### [Text]
------------------------------------------------
Musings

Freeing the rhubarb

Today was Day 2 of three garden-work days. I’ve been doing the usual spring reclaiming of the rhubarb from a non-optimal situation. Plus, it’s really dry this year, so I’m very glad to see the plants looking this good, or this plant—the others are less robust, and the smallest one has merely five small leaves.

Essentially, the crowns need to be transplanted to a new location where they have more sun exposure. Perhaps this fall.

Day of drama

First drama was a population explosion, overnight mind you, of tiny gnats…which meant the spiders got busy, and the porch was decorated with web-caught and un-caught gnats.

Second drama was a lowering sky to the southwest…which meant it slid past us to the south, but it wasn’t clear whether it would follow that usual pattern or not for quite a while. As I was out walking.

The third dramatic event was that we attended a live music event! Meet AnnMarie Rowland, singer, song-writer, story-teller, and writing teacher. Covid struck and separated the Michigan native from her love, a Canadian. Now, all is well. She got a special exemption to travel to Ontario late last summer, and they got married, and now she can easily border-cross. As she said, “Sixty years old, and I HAD to get married!”

Still dry, dry, dry

We did get rain during our small dinner party on the “sun”porch, but only enough to almost make the upper surface of the hillfort garden-let damp.

I am my husband’s smart speaker. I’m smart (asserted modestly), and I speak (undeniable). [I’ve been hearing too many prompts on the radio….]

Talking fencepost

The story of rural agriculture decline in marginal areas like the central Upper Peninsula in one image; that’s what this decrepit fencepost “says” to me.

Great day

I’m calling it a moon walk. To a swamp and back.

Then, we ventured over toward Canada (border still closed), and watched this upbound freighter motor along. The landmass to the right is Canada. The closer island to the left is USA territory, or more truthfully, birdlandia.

The freighter has made the turn to head for the open waters of Lake Superior, and the sky shows many rain streaks. It eventually reached us, and we retreated indoors. With our whine.

So much fun to see long-time friends again, and to give and receive hugs. We laughed and told stories like always and my heart is well warmed.

Pay attention

I walked along this fenceline, in the woods (which we call The Grove), and scared up a deer when I entered the grove. It ran without looking back like they sometimes do. When I exited the grove, far right, I was looking around, then looked down, knowing there are spiny raspberry canes in the area, and, whoops, I almost stepped on a fawn! I quickly made a left turn and left the wee one. And it was small, the spine perhaps a foot long, so pretty darned young. I have every confidence that mom will return.

Been quite a while since this white birch came down and brought the fence with it. The chores never end around here.

Shades of blue

I know this as forget-me-not. [Internet search….] Taxonomically, they are the Myosotis genus. I think this is M. sylvatica, and native to Europe, however frequently I find it around here. Probably another escapee from the great-grandmother garden. Like the lupins.

Totally different scale; could be a farm complex on the prairie during the green season. But, no; up here by the sub-tundra, under a threatening sky that only produced a few drops of rain and no storm.
------------------------------------------------
### [Data excerpts]
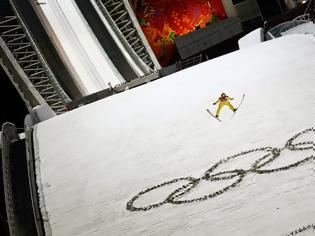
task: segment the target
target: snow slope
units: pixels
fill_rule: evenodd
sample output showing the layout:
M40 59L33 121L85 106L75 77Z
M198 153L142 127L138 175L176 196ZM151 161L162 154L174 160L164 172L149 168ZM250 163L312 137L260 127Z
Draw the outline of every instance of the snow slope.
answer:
------------------------------------------------
### [Exercise tasks]
• A. From the Musings text, repeat everything from "Talking fencepost" down to "is well warmed.".
• B. According to the Musings text, what genus does forget-me-not belong to?

### [Responses to the exercise]
• A.
Talking fencepost

The story of rural agriculture decline in marginal areas like the central Upper Peninsula in one image; that’s what this decrepit fencepost “says” to me.

Great day

I’m calling it a moon walk. To a swamp and back.

Then, we ventured over toward Canada (border still closed), and watched this upbound freighter motor along. The landmass to the right is Canada. The closer island to the left is USA territory, or more truthfully, birdlandia.

The freighter has made the turn to head for the open waters of Lake Superior, and the sky shows many rain streaks. It eventually reached us, and we retreated indoors. With our whine.

So much fun to see long-time friends again, and to give and receive hugs. We laughed and told stories like always and my heart is well warmed.

• B. The Myosotis genus.